Beginning at the line containing "t-shirt and record integer pixel coordinates." and continuing to the end of the records below, give each line again exactly as it stands, and only those lines.
***** Records for processing
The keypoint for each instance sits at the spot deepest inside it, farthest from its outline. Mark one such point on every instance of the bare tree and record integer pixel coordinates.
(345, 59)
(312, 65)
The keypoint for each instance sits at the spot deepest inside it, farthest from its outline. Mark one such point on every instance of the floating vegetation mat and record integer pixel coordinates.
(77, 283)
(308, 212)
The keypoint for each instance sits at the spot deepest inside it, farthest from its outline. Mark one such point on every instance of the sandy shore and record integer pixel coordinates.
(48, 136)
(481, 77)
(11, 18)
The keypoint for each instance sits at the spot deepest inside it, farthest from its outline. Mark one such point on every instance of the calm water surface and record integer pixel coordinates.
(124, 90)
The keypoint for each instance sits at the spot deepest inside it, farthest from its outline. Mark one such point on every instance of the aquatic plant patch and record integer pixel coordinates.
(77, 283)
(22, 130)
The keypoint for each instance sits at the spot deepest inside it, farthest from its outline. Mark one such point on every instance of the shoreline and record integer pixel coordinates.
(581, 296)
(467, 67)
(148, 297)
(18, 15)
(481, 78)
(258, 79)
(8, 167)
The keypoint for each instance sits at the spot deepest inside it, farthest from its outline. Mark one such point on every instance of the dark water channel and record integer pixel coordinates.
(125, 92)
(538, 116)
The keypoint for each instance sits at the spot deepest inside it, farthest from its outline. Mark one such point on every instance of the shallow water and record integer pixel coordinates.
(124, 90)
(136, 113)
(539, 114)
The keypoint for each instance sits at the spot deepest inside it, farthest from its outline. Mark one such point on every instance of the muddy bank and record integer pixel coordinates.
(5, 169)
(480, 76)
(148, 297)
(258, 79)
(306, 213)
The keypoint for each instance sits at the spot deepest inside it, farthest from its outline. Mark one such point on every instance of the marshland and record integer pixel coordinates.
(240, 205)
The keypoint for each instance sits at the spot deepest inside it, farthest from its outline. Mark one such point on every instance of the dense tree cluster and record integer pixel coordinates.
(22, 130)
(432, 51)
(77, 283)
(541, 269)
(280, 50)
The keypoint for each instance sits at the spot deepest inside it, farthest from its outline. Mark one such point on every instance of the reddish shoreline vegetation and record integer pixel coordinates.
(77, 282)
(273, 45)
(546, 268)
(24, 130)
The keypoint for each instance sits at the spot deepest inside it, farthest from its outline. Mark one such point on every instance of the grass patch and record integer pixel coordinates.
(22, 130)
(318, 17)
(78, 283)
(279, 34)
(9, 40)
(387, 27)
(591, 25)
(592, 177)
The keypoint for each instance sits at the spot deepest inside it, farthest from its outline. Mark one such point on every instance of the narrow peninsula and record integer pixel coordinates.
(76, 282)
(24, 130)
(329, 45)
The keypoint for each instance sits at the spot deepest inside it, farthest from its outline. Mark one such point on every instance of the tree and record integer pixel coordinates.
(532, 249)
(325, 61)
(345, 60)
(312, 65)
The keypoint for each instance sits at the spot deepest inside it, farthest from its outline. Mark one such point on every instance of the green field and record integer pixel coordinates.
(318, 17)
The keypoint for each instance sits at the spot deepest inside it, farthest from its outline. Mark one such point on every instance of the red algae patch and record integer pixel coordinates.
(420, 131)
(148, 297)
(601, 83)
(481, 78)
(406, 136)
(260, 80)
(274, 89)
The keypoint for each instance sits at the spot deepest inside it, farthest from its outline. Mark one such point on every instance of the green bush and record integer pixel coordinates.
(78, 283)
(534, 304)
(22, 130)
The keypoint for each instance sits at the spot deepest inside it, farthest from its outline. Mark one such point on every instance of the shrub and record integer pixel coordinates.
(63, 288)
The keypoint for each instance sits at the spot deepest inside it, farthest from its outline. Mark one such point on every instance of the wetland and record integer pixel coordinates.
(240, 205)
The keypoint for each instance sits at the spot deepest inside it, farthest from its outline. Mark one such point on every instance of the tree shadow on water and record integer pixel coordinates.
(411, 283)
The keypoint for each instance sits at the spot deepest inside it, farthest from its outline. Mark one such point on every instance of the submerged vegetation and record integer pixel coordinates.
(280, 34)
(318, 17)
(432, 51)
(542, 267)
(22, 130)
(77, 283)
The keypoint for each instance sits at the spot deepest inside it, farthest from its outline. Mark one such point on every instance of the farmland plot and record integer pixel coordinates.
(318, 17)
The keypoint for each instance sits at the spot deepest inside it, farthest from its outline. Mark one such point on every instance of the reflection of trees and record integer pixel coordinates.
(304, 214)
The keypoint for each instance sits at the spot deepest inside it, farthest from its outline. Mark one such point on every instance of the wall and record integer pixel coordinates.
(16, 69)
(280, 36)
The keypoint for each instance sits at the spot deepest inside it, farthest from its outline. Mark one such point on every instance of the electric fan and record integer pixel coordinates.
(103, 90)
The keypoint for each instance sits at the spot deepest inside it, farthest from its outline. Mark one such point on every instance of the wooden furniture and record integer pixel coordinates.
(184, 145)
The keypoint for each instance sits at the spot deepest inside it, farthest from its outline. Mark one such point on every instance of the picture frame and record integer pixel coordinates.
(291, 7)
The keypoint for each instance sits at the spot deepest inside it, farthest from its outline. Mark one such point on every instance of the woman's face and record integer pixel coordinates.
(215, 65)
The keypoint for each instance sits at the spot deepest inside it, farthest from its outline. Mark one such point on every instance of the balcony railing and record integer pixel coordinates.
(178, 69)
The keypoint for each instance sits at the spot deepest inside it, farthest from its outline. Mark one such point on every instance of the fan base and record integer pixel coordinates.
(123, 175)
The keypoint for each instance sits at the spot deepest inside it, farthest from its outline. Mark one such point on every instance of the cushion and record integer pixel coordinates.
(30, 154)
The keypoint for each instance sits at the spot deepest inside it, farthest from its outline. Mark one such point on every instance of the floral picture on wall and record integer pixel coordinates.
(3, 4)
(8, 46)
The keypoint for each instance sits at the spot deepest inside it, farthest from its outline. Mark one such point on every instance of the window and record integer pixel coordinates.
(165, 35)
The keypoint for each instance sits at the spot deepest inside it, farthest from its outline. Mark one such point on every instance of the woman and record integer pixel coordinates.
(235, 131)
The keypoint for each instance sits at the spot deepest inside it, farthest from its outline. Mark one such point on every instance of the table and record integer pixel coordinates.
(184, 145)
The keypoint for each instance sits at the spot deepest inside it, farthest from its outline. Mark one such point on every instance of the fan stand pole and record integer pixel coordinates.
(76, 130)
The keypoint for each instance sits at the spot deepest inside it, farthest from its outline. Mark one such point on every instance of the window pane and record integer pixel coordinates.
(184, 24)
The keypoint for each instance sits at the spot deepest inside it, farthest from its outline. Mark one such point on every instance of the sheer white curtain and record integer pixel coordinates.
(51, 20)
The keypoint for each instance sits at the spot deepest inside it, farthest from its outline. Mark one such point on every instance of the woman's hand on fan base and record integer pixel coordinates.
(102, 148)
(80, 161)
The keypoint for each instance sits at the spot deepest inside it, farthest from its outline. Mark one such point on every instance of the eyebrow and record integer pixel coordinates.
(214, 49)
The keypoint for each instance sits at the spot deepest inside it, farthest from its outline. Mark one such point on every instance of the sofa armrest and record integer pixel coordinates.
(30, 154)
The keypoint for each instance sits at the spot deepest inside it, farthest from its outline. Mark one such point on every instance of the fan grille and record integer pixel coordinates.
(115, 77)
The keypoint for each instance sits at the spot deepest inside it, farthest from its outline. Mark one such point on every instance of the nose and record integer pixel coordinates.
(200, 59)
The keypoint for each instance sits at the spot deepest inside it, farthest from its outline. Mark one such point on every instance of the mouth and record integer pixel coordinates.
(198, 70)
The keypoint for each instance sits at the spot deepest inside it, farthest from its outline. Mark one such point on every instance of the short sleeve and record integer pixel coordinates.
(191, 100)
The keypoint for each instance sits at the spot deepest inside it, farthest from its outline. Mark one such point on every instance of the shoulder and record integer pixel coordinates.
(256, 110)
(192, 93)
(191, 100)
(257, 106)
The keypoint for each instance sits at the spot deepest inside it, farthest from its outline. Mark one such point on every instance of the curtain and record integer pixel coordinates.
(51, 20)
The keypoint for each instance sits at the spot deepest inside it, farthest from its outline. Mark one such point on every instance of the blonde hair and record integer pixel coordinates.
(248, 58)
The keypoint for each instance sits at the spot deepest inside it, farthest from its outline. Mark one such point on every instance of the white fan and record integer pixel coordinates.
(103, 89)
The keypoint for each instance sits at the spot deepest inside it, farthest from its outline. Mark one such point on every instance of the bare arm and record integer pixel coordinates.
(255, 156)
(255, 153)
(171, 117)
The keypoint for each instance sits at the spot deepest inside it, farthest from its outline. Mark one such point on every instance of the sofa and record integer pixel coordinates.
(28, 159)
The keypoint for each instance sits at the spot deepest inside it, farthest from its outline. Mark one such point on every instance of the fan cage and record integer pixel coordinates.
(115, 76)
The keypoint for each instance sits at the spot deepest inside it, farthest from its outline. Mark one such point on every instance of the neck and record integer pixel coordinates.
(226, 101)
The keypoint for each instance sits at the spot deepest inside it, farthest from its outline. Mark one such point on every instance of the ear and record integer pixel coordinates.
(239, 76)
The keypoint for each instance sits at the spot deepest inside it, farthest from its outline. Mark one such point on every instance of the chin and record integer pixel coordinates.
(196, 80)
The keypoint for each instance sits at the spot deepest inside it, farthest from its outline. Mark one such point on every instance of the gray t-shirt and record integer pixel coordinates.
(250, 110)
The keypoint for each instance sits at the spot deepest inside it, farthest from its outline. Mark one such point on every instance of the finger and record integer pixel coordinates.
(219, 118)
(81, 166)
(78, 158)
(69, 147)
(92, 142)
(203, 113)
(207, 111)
**********
**Solution**
The keypoint for each instance sits at the spot deepest inside it, farthest from its outline. Mark one such point on every instance of the gray t-shirt and record integer pixel coordinates.
(250, 110)
The keypoint for each instance sits at the spot deepest inside it, farthest from its outline. Mark one such point on every instance of the finger and record integer pixel coordinates.
(219, 118)
(81, 166)
(78, 158)
(69, 147)
(92, 142)
(203, 113)
(207, 111)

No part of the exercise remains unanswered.